Перепишите отрывок о Церкви от слов «А вот что говорит» до слов «пшеницы и плевел.», заменив «Страшного суда» на «Второго пришествия».

> Фрагмент текста:
•••••

По учению Иоанна Златоуста, Церковь образует с Христом один телесно–духовный организм, то есть мы в ней, как говорит святой, «не любовью только, но и самым делом» становимся «членами плоти Христовой… Для того Он смешал Самого Себя с нами и растворил тело Свое в нас, чтобы мы составили нечто единое, как тело, соединенное с головою. И это знак самой сильной любви»[694]. «Для Бога Церковь вожделеннее неба. Небесного тела не принял Он, а плоть Церкви принял. Небо для Церкви, а не Церковь для неба»[695].
А вот что говорит он же об оскудении своей поместной Церкви: «Церковь тогда (в первохристианстве. — С. Ф.) была небом, Дух устроял все в народе, руководил и вдохновлял каждого из предстоятелей. Атеперьу нас одни только знаки тогдашнихдарований… Ныне Церковь подобна жене, лишившейся прежнего богатства, сохраняющей во многих местах только знаки первоначального благоденствия и показывающей сундуки и лари от золотых (сокровищ), а самого богатства не имеющей; такой жене уподобилась ныне Церковь»[696].
Только веря в Церковь, непобедимую и вратами ада, можно сочетать в себе как бы двоякое отношение: и как к истинной Церкви Божией, и как к тому, что только носит имя ее и внешне находится в ее ограде или на общем с нею, до Страшного суда, поле пшеницы и плевел.

•••••

Извлеченные записи:

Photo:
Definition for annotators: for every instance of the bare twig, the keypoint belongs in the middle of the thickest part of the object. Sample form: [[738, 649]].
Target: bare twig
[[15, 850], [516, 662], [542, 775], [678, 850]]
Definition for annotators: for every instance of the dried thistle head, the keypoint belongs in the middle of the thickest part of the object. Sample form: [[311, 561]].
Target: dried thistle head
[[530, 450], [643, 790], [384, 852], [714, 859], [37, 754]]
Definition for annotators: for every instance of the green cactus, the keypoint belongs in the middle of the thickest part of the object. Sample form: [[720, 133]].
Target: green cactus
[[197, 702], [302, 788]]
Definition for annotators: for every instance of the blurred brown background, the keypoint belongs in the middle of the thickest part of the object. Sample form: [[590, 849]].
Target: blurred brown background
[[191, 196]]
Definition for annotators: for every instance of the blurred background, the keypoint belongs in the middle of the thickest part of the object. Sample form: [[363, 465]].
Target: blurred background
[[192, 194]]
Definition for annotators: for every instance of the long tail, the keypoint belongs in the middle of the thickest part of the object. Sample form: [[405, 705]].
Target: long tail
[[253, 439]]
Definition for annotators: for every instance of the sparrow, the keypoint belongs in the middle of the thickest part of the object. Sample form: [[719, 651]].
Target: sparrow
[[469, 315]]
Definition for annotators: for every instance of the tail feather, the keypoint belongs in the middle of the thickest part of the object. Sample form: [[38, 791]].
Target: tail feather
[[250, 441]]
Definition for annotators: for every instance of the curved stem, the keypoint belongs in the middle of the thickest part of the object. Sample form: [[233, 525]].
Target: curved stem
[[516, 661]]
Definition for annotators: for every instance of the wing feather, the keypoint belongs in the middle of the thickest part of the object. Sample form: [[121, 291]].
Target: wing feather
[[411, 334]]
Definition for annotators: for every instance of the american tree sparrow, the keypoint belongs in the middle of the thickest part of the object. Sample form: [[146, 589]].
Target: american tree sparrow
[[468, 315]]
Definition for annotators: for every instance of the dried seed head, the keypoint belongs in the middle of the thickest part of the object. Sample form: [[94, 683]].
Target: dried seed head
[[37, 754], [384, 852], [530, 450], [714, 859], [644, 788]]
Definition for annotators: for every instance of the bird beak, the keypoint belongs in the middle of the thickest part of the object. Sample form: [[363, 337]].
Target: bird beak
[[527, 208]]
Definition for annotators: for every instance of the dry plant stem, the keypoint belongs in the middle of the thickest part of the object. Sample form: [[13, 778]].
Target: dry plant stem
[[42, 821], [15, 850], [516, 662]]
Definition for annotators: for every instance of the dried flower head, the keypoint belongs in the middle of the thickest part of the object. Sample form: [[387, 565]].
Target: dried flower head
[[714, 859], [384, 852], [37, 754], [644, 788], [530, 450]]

•••••

> Решенное задание:
А вот что говорит он же об оскудении своей поместной Церкви: «Церковь тогда (в первохристианстве. — С. Ф.) была небом, Дух устроял все в народе, руководил и вдохновлял каждого из предстоятелей. Атеперьу нас одни только знаки тогдашнихдарований… Ныне Церковь подобна жене, лишившейся прежнего богатства, сохраняющей во многих местах только знаки первоначального благоденствия и показывающей сундуки и лари от золотых (сокровищ), а самого богатства не имеющей; такой жене уподобилась ныне Церковь»[696].
Только веря в Церковь, непобедимую и вратами ада, можно сочетать в себе как бы двоякое отношение: и как к истинной Церкви Божией, и как к тому, что только носит имя ее и внешне находится в ее ограде или на общем с нею, до Второго пришествия, поле пшеницы и плевел.